(To be done)
Convert the data into a Markdown table with the columns Row and Line. Start with the line containing "every visible patch" and continue through the line containing "top-left (1, 114), bottom-right (266, 273)". Number each line and leave out blank ones.
-- START The data --
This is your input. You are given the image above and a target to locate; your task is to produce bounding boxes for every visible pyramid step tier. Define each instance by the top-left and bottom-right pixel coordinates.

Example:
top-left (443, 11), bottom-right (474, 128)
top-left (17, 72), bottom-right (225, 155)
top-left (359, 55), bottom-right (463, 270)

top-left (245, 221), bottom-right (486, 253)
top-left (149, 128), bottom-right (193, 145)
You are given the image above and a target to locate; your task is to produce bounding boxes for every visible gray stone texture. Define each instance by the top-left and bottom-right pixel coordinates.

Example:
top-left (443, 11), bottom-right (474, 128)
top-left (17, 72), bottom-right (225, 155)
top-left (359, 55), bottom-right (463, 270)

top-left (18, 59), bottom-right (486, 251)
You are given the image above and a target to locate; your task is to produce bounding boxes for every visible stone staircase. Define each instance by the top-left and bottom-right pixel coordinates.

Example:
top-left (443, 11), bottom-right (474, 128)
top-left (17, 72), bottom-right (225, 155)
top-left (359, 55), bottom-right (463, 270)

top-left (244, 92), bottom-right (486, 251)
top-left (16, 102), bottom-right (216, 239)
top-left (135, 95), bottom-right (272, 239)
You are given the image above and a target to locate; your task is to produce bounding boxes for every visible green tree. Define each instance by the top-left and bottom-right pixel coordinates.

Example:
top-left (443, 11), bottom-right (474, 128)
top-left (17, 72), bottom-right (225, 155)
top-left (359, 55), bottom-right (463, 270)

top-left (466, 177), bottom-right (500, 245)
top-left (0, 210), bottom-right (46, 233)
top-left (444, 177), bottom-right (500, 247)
-- END The data --
-- START The data --
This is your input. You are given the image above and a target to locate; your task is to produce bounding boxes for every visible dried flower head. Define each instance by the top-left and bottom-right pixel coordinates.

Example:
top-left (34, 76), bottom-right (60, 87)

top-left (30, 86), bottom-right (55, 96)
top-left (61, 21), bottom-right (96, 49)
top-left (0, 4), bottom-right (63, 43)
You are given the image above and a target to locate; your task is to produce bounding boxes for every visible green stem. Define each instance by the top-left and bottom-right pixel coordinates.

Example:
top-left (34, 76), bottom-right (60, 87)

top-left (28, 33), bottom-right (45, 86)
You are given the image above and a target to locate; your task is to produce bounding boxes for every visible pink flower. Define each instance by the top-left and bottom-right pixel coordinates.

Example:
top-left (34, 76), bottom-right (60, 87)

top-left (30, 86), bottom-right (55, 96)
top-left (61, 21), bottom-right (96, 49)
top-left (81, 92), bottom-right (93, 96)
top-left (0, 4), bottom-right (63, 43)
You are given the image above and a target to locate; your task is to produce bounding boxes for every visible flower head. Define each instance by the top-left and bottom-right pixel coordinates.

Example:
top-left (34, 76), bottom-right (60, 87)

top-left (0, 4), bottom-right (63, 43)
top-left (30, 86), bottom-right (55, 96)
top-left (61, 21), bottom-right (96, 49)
-- END The data --
-- START The data --
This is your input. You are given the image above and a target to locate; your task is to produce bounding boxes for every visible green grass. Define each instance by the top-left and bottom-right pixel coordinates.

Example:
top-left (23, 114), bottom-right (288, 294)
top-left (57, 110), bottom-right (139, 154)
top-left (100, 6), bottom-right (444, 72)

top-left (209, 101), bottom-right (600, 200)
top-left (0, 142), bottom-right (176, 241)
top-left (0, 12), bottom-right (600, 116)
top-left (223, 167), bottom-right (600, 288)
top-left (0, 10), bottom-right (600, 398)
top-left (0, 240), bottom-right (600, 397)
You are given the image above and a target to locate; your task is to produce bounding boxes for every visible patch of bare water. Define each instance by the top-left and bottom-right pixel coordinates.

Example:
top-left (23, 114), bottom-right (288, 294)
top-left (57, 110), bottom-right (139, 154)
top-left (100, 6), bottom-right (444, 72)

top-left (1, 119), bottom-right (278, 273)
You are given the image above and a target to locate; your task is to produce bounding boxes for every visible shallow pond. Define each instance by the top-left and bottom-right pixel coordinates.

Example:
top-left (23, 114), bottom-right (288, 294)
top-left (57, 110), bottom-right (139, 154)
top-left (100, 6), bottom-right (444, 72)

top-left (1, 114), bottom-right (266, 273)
-- END The data --
(Answer to this task)
| Row | Line |
|---|---|
| 1 | You are given the image above and a target to locate; your task is to produce bounding boxes for every visible patch of bare water. Define each instance by the top-left and bottom-right pixel coordinates. |
| 2 | Example: |
| 3 | top-left (23, 114), bottom-right (288, 294) |
| 4 | top-left (57, 110), bottom-right (139, 154) |
| 5 | top-left (100, 6), bottom-right (444, 72) |
| 6 | top-left (1, 119), bottom-right (278, 273) |
| 7 | You are given the image above and a target to locate; your task is to produce bounding boxes for every visible shallow pond. Define each instance by the top-left and bottom-right pixel coordinates. |
| 8 | Example: |
| 9 | top-left (23, 114), bottom-right (288, 294) |
| 10 | top-left (57, 110), bottom-right (139, 154) |
| 11 | top-left (100, 6), bottom-right (444, 72) |
| 12 | top-left (1, 114), bottom-right (266, 273) |